SELECTED TEXT =>
——
These new forms are often open, provisional, and project-based. We understand that race, class, gender, sexuality, age, and culture develop relationship with and within environments. Collaboration and collective praxis shape social spaces outside conventional museums and galleries.
The relationship between artist and audience has evolved, as the viewing public is, more and more, invited to participate in the work. Today’s social-networking publics and ‘open source’ culture are evolutionary evidence of a longing for connection and participation. Such collaborative activity contributes to an artwork’s meaning and, as Claire Bishop suggests in ‘Viewer as Producer’ in her book PARTICIPATION, “a restoration of the social bond through a collective elaboration of meaning”.
However, as artists who continuously navigate the spaces of private and public experience, we feel the tension inherent in the journey back and forth – from inside to outside – and back again. We face a number of daunting challenges when considering how to create relationship between these competing spaces. Art Historian Miwon Kwon offers a possible perspective in her essay ‘One Place After Another’, “This is not a matter of choosing sides……between digital interfaces and the handshake. She suggests – ‘we need to be able to think the range of seeming contradictions and our contradictory desires for them together, to understand, in other words, seeming oppositions as sustaining relations. Only those cultural practices that have relational sensibility, can turn local encounters into long-term commitments and transform passing intimacies into indelible, un-retractable social marks”.
——
DATA SUPPLIED =>
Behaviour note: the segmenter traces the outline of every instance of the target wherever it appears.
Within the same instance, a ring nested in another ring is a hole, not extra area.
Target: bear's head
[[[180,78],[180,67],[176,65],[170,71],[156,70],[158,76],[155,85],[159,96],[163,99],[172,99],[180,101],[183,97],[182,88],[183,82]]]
——
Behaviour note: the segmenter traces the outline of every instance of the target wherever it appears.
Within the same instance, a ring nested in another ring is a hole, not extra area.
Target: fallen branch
——
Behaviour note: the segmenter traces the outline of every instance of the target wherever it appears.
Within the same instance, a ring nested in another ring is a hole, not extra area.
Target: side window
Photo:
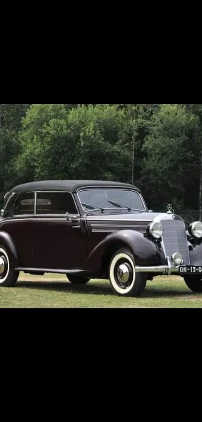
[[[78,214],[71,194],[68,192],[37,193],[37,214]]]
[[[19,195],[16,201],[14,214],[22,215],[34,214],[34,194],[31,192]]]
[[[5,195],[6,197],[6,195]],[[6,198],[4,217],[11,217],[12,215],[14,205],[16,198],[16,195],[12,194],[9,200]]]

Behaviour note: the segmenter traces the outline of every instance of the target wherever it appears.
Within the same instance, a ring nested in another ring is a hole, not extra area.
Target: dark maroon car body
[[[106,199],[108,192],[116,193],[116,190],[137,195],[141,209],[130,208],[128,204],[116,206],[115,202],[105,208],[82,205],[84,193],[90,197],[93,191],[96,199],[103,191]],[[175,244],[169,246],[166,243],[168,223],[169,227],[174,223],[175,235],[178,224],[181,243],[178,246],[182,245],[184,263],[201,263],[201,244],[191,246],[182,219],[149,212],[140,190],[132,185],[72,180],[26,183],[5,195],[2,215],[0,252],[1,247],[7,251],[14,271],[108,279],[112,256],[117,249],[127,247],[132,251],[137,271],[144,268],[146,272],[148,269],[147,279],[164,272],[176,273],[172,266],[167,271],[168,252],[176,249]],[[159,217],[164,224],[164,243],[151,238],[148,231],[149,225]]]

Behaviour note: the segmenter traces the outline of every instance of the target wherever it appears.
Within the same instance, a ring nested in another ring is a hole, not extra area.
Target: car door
——
WRITTEN EXERCISE A => Which categories does the passage on collaborative art name as developing relationship with and within environments? List each of them.
WRITTEN EXERCISE B => Set down a portion of the passage on collaborative art word for word, starting with "These new forms" and going on through "museums and galleries.".

FULL RESPONSE A => race, class, gender, sexuality, age, culture

FULL RESPONSE B =>
These new forms are often open, provisional, and project-based. We understand that race, class, gender, sexuality, age, and culture develop relationship with and within environments. Collaboration and collective praxis shape social spaces outside conventional museums and galleries.